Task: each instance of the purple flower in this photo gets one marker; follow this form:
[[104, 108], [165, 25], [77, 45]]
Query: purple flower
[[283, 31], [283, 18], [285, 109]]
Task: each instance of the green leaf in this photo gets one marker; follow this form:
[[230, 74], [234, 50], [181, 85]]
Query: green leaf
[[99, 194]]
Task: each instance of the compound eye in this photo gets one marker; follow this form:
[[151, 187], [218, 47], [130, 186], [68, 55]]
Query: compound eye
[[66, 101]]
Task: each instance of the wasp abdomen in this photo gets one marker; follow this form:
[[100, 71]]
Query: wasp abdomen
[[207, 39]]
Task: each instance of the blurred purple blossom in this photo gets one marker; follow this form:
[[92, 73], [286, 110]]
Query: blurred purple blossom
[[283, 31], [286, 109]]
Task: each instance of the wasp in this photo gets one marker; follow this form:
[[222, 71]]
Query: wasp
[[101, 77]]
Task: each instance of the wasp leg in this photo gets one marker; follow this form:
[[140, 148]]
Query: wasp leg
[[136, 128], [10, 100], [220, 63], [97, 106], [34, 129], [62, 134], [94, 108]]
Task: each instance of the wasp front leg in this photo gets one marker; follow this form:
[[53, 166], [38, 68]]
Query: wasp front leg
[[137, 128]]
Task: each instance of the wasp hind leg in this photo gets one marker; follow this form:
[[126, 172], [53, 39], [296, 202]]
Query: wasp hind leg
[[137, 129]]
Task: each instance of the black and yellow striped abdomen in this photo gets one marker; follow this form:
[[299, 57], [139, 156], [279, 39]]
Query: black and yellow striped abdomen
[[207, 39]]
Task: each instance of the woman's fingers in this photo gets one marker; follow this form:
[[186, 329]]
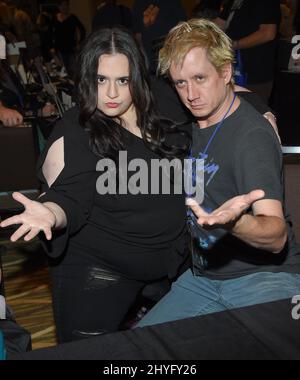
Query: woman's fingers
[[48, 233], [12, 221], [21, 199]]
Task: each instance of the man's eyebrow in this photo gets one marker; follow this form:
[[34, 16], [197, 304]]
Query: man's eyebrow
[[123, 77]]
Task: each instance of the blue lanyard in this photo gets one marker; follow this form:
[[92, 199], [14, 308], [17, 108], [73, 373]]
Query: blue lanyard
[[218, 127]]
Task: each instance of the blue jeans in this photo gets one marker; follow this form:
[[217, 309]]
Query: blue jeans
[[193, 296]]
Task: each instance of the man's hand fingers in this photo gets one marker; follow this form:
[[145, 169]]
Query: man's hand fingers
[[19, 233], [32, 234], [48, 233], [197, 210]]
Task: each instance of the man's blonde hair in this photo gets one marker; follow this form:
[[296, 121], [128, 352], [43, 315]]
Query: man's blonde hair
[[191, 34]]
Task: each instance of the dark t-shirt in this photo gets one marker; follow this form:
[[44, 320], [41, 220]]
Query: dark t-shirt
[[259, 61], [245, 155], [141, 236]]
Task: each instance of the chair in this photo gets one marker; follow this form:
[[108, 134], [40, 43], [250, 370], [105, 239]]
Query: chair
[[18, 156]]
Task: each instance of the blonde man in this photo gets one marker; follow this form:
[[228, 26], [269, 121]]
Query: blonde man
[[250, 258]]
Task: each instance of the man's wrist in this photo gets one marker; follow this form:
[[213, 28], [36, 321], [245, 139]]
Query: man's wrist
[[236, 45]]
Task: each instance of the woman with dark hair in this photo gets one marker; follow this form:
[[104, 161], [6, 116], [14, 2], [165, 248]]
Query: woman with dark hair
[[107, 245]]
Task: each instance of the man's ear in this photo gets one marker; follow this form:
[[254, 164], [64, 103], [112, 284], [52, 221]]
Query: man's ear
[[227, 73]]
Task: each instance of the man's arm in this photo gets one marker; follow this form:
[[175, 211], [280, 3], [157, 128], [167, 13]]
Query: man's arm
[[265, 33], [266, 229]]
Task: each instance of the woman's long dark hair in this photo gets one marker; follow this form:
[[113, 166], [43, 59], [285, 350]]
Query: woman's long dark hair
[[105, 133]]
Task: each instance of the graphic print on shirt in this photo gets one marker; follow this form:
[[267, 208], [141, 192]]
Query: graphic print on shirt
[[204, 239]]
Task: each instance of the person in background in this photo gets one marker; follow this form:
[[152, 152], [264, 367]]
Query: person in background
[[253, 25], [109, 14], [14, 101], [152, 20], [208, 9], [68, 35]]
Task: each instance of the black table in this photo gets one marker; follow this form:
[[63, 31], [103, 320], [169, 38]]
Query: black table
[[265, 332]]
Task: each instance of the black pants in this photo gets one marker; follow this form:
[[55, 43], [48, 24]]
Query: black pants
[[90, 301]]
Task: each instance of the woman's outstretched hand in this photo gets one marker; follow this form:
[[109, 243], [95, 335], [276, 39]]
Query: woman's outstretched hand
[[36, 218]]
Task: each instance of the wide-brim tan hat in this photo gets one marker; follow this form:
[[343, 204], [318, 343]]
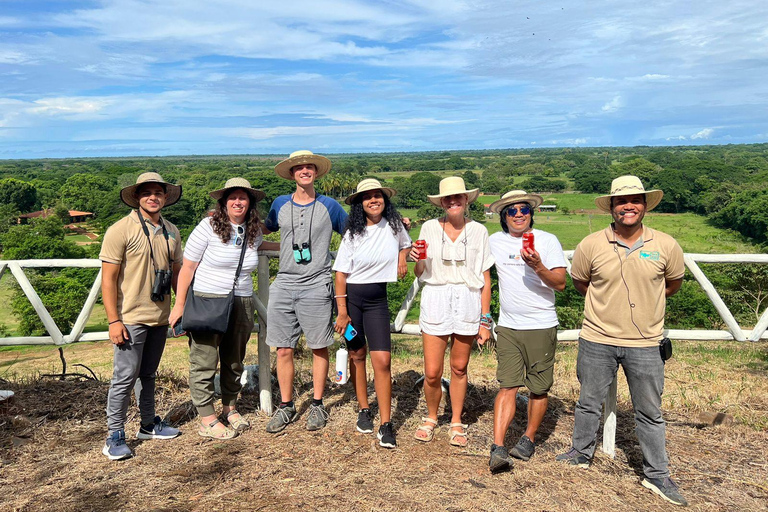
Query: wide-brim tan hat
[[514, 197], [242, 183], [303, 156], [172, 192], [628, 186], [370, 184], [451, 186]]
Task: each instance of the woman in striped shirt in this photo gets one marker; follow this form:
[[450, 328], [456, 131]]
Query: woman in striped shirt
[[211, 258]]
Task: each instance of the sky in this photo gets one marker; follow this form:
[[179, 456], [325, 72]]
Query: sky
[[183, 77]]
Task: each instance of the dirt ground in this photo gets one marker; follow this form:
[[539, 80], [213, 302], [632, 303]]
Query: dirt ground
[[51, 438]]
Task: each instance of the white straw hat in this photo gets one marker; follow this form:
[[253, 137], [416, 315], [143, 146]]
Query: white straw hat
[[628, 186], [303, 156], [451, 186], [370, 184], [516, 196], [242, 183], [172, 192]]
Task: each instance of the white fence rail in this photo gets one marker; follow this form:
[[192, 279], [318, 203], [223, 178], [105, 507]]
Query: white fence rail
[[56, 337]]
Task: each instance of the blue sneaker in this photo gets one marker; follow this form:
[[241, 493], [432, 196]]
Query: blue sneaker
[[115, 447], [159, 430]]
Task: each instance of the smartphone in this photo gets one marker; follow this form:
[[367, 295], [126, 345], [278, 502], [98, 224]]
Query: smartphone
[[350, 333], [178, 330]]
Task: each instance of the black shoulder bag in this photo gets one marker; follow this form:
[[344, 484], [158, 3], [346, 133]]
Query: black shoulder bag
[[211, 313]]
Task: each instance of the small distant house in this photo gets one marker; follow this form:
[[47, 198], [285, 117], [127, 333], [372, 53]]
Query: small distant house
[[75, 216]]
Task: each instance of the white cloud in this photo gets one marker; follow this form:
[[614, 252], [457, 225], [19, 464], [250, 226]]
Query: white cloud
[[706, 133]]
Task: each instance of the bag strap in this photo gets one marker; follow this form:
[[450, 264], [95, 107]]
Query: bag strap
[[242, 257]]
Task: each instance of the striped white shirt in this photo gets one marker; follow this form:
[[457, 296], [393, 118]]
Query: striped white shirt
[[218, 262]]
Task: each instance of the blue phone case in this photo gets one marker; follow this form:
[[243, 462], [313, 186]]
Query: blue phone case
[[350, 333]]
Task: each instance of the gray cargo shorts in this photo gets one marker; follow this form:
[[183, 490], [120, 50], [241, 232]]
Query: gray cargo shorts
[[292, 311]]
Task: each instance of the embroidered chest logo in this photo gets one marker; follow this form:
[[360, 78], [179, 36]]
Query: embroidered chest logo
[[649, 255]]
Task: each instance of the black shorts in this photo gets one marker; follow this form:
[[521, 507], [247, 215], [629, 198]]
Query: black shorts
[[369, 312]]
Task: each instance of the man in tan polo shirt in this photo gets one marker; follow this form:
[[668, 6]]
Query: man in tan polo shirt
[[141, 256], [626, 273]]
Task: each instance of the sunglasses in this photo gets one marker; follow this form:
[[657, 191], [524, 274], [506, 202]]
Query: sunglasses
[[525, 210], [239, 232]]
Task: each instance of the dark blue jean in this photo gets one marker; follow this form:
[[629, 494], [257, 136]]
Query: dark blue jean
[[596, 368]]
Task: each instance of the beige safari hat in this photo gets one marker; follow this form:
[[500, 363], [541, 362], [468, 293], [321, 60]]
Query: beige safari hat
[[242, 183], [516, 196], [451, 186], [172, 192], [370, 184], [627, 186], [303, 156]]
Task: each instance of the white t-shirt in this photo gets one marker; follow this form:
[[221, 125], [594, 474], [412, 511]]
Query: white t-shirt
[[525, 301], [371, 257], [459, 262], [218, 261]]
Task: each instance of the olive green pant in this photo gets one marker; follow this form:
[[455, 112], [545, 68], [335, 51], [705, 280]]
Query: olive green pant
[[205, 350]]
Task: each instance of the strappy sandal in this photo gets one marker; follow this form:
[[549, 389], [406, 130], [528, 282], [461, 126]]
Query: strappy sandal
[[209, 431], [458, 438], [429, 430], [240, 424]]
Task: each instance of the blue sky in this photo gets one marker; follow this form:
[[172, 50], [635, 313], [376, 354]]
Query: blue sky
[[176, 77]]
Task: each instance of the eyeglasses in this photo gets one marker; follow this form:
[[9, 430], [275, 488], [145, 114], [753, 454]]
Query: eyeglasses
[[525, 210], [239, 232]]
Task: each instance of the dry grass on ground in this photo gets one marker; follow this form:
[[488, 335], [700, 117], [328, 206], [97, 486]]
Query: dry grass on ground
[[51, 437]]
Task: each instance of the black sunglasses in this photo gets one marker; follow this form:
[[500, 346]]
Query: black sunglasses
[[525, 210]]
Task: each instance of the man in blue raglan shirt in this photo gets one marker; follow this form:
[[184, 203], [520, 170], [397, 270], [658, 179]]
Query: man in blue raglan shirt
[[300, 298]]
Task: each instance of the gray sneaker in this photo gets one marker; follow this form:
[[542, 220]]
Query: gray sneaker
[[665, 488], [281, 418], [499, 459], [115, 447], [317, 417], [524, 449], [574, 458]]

--

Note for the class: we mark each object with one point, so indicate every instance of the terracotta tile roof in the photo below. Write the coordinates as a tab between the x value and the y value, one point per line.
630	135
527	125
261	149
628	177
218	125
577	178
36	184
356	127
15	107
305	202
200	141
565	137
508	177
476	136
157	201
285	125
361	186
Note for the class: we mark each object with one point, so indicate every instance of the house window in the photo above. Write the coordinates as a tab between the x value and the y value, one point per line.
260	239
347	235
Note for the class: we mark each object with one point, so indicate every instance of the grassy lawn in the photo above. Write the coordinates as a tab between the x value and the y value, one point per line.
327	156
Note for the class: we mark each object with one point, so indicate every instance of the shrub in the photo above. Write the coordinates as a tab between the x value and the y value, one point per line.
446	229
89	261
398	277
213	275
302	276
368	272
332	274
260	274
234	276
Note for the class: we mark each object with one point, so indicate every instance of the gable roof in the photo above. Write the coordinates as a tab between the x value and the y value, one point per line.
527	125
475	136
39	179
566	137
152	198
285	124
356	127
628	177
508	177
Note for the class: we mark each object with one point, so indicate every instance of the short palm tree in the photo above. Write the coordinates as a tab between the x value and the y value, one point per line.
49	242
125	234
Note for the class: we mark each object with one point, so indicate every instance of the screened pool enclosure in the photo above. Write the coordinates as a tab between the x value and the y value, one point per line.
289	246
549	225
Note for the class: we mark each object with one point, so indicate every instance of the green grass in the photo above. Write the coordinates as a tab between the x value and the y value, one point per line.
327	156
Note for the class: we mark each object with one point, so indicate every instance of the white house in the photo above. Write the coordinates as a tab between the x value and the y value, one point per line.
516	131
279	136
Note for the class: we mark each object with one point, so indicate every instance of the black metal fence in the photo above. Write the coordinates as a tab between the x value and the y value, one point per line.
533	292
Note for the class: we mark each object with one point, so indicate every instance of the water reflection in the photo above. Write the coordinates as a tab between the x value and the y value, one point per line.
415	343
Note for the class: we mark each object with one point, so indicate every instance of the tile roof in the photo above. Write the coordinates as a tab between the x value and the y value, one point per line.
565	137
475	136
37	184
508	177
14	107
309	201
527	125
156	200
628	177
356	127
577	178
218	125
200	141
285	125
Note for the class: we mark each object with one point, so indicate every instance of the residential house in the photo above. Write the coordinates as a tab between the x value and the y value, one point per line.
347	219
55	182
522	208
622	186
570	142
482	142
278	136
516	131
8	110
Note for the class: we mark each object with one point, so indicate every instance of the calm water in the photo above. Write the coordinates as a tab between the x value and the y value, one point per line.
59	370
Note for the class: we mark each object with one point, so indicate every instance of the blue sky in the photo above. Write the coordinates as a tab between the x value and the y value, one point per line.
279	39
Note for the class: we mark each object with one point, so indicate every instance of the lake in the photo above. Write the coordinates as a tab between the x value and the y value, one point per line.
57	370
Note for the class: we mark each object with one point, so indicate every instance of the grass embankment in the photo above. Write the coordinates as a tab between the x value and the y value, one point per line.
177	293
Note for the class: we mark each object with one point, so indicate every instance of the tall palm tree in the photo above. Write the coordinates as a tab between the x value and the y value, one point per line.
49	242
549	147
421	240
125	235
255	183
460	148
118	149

### Goal of the exercise
Render the entries from the line containing "Task: each instance of the woman's outstretched" through the line containing "[[350, 333], [178, 330]]" as a Markdown table with the columns Row and Line, one numbered row per line, omitting blank lines and pictures.

### Output for this exercise
| Row | Line |
|---|---|
| 1 | Task: each instance of the woman's outstretched hand in this photo gets one marker; follow this form: |
| 2 | [[109, 243], [95, 335], [276, 39]] |
| 3 | Query: woman's outstretched hand |
| 4 | [[36, 218]] |
| 5 | Task: each instance of the wide-brim tan hat in this photo gets one marker; follow this form: |
| 6 | [[343, 204], [318, 343]] |
| 7 | Query: wide-brim tan hat |
| 8 | [[514, 197], [242, 183], [303, 156], [172, 192], [628, 186], [370, 184], [451, 186]] |
| 9 | Task: each instance of the woman in striped shirt in this photo gets one marker; follow this form: |
| 10 | [[450, 328], [456, 131]] |
| 11 | Query: woman in striped shirt |
| 12 | [[211, 258]] |
| 13 | Task: each instance of the sky in this photo gets one marker; follow this form: |
| 14 | [[179, 456], [325, 72]] |
| 15 | Query: sky |
| 16 | [[183, 77]] |
| 17 | Task: each instance of the dirt ground in this photo gets one marker; follow this form: |
| 18 | [[539, 80], [213, 302], [632, 303]] |
| 19 | Query: dirt ground |
| 20 | [[51, 438]] |
| 21 | Task: each instance of the white straw hat in this photo gets one marker; follow this form: |
| 22 | [[253, 137], [416, 315], [143, 146]] |
| 23 | Query: white straw hat |
| 24 | [[628, 186], [303, 156], [451, 186], [370, 184], [516, 196], [242, 183], [172, 192]] |
| 25 | Task: each instance of the white fence rail in this photo gets one marker; follow this form: |
| 26 | [[192, 279], [318, 203], [223, 178], [105, 507]] |
| 27 | Query: white fence rail |
| 28 | [[56, 337]] |
| 29 | Task: each instance of the blue sneaker in this photo gets one marker; follow this form: |
| 30 | [[241, 493], [432, 196]] |
| 31 | Query: blue sneaker |
| 32 | [[115, 447], [159, 430]] |
| 33 | Task: each instance of the smartphone in this photo gets one marker; follow this form: |
| 34 | [[367, 295], [126, 345], [278, 502], [98, 224]] |
| 35 | Query: smartphone |
| 36 | [[350, 333], [178, 330]] |